● **Goal**: Can you render the data, from the line containing "of the person." down through the end of the data, as a Markdown table with a "Row" column numbering each line and a "Line" column holding its text? Skip blank lines and omit the pictures.

(Point-annotation data)
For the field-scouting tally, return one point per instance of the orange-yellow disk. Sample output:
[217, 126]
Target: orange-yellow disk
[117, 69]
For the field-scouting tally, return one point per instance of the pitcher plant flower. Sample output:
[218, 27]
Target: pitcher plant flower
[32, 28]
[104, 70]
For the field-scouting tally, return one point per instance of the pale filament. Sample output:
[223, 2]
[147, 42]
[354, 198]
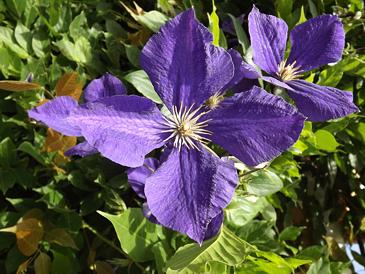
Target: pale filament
[185, 128]
[288, 72]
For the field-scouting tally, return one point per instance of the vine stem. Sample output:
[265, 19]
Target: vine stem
[111, 244]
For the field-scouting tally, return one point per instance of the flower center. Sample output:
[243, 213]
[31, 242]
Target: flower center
[185, 127]
[288, 72]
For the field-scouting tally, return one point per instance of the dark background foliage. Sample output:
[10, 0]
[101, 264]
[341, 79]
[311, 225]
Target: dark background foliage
[299, 214]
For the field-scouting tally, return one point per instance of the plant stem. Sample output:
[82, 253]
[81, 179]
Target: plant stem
[111, 244]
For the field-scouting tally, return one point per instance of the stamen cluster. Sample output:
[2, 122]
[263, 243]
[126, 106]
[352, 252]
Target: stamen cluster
[288, 72]
[185, 127]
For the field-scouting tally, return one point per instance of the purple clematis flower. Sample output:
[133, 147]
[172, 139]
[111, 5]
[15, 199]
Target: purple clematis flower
[314, 43]
[191, 186]
[105, 86]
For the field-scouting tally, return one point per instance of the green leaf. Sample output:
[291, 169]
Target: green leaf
[214, 24]
[32, 151]
[357, 131]
[241, 34]
[263, 183]
[243, 209]
[326, 141]
[260, 234]
[139, 79]
[62, 263]
[135, 233]
[80, 51]
[291, 233]
[7, 153]
[7, 179]
[225, 248]
[161, 252]
[284, 9]
[23, 36]
[16, 6]
[353, 65]
[40, 44]
[132, 53]
[76, 27]
[153, 20]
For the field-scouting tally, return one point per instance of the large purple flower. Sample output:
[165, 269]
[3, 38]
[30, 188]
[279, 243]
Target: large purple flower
[316, 42]
[191, 186]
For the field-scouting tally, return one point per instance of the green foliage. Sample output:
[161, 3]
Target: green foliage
[49, 205]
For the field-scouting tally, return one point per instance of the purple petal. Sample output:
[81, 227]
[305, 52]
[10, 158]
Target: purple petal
[275, 82]
[268, 39]
[83, 149]
[182, 64]
[214, 226]
[241, 70]
[148, 214]
[255, 126]
[189, 189]
[320, 103]
[244, 85]
[137, 176]
[105, 86]
[317, 42]
[55, 115]
[122, 128]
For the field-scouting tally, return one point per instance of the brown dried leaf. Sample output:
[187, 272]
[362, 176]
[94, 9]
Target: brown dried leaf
[103, 268]
[18, 85]
[61, 237]
[28, 234]
[42, 264]
[58, 142]
[69, 85]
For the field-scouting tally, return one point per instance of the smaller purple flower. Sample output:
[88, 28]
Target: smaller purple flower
[314, 43]
[191, 185]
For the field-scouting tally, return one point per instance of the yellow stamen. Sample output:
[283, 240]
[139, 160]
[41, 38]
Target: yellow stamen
[288, 72]
[214, 101]
[185, 128]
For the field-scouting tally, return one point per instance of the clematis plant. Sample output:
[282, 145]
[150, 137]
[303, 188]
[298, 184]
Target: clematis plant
[189, 188]
[314, 43]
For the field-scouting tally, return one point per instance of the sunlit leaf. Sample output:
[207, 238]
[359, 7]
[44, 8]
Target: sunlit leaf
[326, 141]
[225, 248]
[103, 268]
[28, 233]
[22, 268]
[152, 19]
[263, 183]
[60, 237]
[136, 235]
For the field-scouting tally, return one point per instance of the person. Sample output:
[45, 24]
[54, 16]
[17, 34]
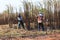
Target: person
[40, 21]
[20, 21]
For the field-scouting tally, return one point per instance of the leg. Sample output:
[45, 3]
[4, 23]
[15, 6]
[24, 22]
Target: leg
[38, 26]
[42, 26]
[22, 24]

● **Result**:
| Row | Line |
|---|---|
| 1 | For the field-scouting tally, return one point per instance of the person. Sample output: |
| 2 | [45, 24] |
| 3 | [54, 16] |
| 4 | [17, 34] |
| 5 | Target: person |
| 6 | [40, 21] |
| 7 | [20, 21] |
| 8 | For the field-scouting tally, return one point per instance of the leg. Sample output: |
| 9 | [45, 3] |
| 10 | [4, 23] |
| 11 | [15, 6] |
| 12 | [24, 22] |
| 13 | Target: leg |
| 14 | [38, 26] |
| 15 | [42, 26] |
| 16 | [22, 24] |